[start Records provided]

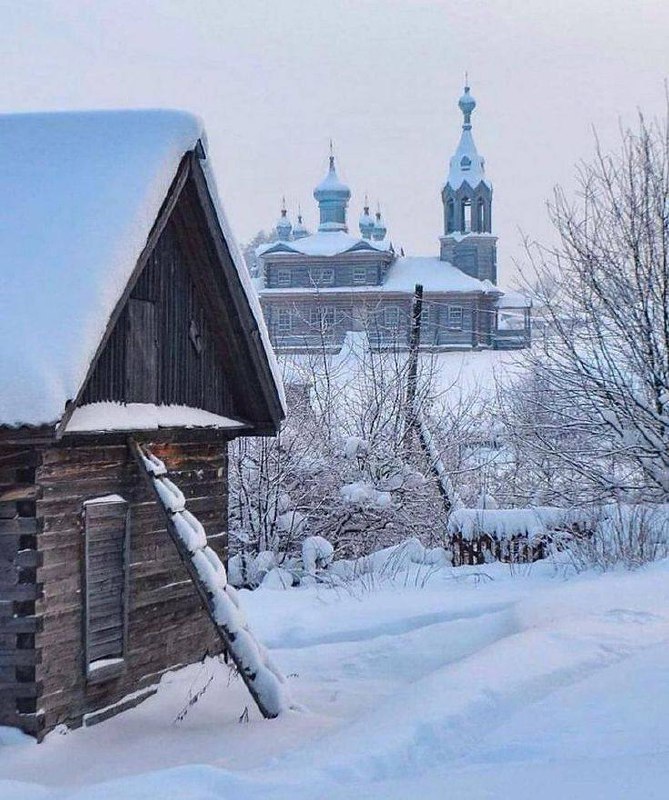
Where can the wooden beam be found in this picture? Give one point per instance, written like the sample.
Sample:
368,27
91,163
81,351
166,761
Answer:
205,598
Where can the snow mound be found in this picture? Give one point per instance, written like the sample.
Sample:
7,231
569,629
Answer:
317,553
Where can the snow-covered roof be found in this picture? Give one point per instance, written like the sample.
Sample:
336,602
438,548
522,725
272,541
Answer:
144,416
514,300
83,190
324,243
466,164
331,185
434,275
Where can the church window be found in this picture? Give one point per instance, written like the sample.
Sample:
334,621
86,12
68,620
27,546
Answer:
451,215
322,317
455,318
424,315
283,277
284,320
391,317
359,275
480,215
466,215
322,277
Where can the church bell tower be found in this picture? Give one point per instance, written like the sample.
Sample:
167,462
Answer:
468,242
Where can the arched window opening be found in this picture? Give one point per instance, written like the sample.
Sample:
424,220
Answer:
480,215
466,215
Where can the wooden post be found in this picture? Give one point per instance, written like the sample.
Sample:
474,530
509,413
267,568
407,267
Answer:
227,637
414,344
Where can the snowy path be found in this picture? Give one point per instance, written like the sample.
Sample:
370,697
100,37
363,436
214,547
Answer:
467,689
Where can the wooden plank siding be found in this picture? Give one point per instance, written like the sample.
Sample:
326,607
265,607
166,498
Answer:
19,588
166,627
150,356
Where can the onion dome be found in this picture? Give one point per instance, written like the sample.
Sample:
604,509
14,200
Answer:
332,197
466,164
300,230
379,231
366,221
467,105
283,225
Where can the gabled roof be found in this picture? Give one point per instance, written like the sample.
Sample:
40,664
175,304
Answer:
83,191
466,165
434,275
332,243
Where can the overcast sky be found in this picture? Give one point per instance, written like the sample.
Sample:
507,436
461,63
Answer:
275,80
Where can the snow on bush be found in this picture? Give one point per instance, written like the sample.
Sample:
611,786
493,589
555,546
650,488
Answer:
354,446
252,659
190,530
364,494
627,535
170,495
317,553
292,521
277,578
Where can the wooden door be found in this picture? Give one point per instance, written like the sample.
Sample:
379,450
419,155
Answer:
142,353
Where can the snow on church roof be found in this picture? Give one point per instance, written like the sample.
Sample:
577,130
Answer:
324,243
466,164
83,190
435,276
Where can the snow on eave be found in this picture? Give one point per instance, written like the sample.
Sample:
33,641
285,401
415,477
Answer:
71,240
514,300
247,284
83,205
326,244
109,417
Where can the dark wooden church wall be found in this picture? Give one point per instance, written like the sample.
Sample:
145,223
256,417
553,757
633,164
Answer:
166,625
186,366
19,588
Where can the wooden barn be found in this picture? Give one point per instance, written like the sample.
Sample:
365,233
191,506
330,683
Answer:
126,318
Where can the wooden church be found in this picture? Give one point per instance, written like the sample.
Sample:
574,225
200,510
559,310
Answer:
127,319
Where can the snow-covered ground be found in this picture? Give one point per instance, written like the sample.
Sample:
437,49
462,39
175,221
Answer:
479,684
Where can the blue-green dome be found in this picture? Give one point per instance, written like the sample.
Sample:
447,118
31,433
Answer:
366,222
283,225
467,105
300,229
332,196
380,230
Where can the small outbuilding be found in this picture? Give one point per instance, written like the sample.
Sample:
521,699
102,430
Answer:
127,320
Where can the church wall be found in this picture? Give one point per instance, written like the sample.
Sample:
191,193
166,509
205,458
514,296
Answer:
307,274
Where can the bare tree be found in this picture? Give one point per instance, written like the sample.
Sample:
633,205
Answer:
598,386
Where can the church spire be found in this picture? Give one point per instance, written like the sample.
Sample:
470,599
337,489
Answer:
300,229
467,194
283,225
379,231
366,222
332,197
467,199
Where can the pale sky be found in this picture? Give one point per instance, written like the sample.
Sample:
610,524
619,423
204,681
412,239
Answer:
275,80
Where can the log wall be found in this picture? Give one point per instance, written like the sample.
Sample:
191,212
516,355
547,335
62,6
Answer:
166,625
19,589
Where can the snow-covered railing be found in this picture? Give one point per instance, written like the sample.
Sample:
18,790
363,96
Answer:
478,535
264,681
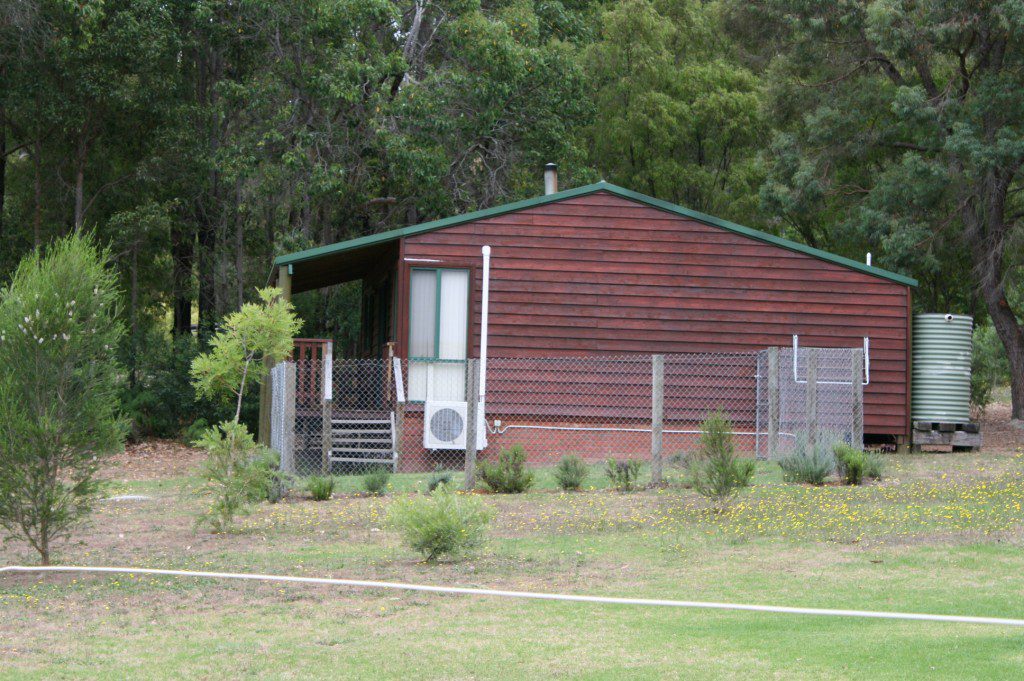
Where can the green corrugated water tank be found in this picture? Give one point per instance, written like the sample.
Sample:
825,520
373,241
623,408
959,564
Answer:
941,387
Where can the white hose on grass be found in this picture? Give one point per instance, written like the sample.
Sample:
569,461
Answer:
610,600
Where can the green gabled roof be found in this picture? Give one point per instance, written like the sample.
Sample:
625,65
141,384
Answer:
394,235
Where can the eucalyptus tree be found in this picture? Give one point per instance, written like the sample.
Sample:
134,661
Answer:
907,127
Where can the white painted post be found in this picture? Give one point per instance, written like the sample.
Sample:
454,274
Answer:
857,386
656,416
472,405
811,414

[end Records provided]

Omit every picture, and otherwise quote the entries exactly.

### Problem solution:
Where can the wooden beam be found in this picture? Give one point per instance, written like the sample.
Sample:
368,27
91,163
81,351
166,761
Answer:
205,598
Where can the snow mound be found in this picture? Give one point per instance, written like the sample.
Sample:
7,231
569,629
Answer:
317,553
Where can the snow-covered roof be found in this picture? Give one point per instance, written like the sample.
Sample:
336,602
438,548
522,725
272,541
Answer:
144,416
514,300
83,190
324,243
466,164
331,185
434,275
Where can the church window be found in this picture? Give one point per instance, written like the sample.
Sample:
334,621
86,12
68,620
27,546
Answer:
451,215
322,317
455,318
424,315
283,277
284,320
391,317
359,275
480,215
466,215
322,277
Where can the church bell tower be found in this picture? Give one point per instance, written like the sample.
Sample:
167,462
Answer:
468,242
Where can the arched window opening be found in this picture? Give one point per instance, written like the sample.
Sample:
424,220
Answer:
480,215
466,215
Where can the wooden post be found in this picture? Give one point per instance, written like the sample.
Sample:
474,530
509,413
267,568
407,267
Answer:
227,637
414,344
Where can the snowy path be found in this picture? Give one point per instance, written like the sample.
Sample:
370,697
100,37
363,436
214,547
Answer:
467,689
Where can the wooden plank siding be found in this picture? Give one point per instance, written like the sample.
Sample:
326,607
265,607
166,498
Answer:
19,588
166,627
150,356
Where can the onion dome be found in this picture? Give one point per instance, written like the sample.
Sample:
604,509
14,200
Answer:
332,197
466,164
300,230
379,231
366,221
467,105
283,225
Where can the gabled roof be found in this picture? Give one point per instance, written like the sample.
Sample:
40,664
175,304
Answer:
83,191
466,165
434,275
332,243
Where can the overcast sky be found in this picture? Give one point per instance, written like the sample.
Sample:
507,436
461,63
Answer:
275,80
Where can the snow on bush be found in this picture? Give one point per instance, written like the sample.
Sample:
611,786
493,589
555,546
650,488
Answer:
354,446
252,659
190,530
364,494
627,535
170,495
317,553
292,521
277,578
Where can the wooden door be found in this picture? Give one point per instance, written like the sample.
Sample:
379,450
419,155
Answer:
142,353
Where can the snow on church roof be found in this picture? Give one point per instance, written like the sample.
Sample:
577,130
Answer:
324,243
466,164
83,190
435,276
Where can the snow on eave be found in this picture? Give one point per instance, written like the sample.
Sample:
33,641
285,401
415,477
Answer:
71,240
514,300
247,284
83,205
326,244
109,417
Where can the dark wooden church wall be found in this picture? Give one point per instance, written like the sample.
Sample:
145,223
256,417
553,757
633,164
Answer:
166,625
186,366
19,588
Where can the wooden barn be found in this picture? Give one point per instance, written like the sample.
Sample:
365,233
191,506
330,683
Answer:
126,318
Where can the wooden church be found in this picture? Give one point per instance, written like the sample.
Sample:
574,225
200,510
559,310
Answer:
127,319
Where can the snow-covered ground be found in this picture? Give one point per instance, written like the sample.
Sample:
437,49
462,39
175,221
Answer:
479,684
Where can the blue-green dome be found in this picture? Give one point per instance, written like the sample.
Sample:
447,118
31,433
Answer:
366,222
283,225
467,105
300,229
332,196
380,230
Where can the small outbuilding be found in this picture? Give one point per instance, written like the sample.
Sample:
521,699
102,430
Answer:
127,320
Where can the church wall be found in this picture? Give one point per instance, written like the sample.
Sample:
191,193
166,509
205,458
514,296
Answer:
307,274
Where can the bare tree be found in this picture? Give one point per instance, written like the sample.
Sample:
633,205
Answer:
598,386
Where can the church spire be found in this picture? Give one point per instance, written like the sample.
Sample:
470,599
337,489
Answer:
300,229
467,194
283,225
379,231
366,222
332,197
467,199
Where can the pale sky be found in this picture? Give one point per instance, written like the sample.
Sample:
610,524
619,423
204,681
412,239
Answer:
275,80
Where can the log wall be found in this picture? Give one point per instance, written like the sample.
Sample:
191,212
516,355
547,335
62,6
Answer:
166,625
19,589
Where can the snow-covered railing be found in this picture? Give one point per instance, written like the sample.
Sample:
18,790
363,96
Answer:
478,535
264,681
Where can the green corrugated water tank be found in this picture? Give one point per instance, written like the sample.
Sample:
825,520
373,241
623,408
959,564
Answer:
941,387
Where can the white hose on grass be found in this picture? Give one point per instance, written like the sample.
Sample:
569,461
Answer:
610,600
Where can the green gabled roof be found in this picture? Give one point per instance, written like the sample.
Sample:
625,65
141,384
Answer:
394,235
Where can the eucalyptus tree be found in this picture? Give one point per instance, written like the sample.
Sample:
134,661
Answer:
907,127
Where can the white painted post be found in this picture? Give one point per instance, written like the sample.
Sample:
454,274
Answer:
857,386
656,416
472,405
811,414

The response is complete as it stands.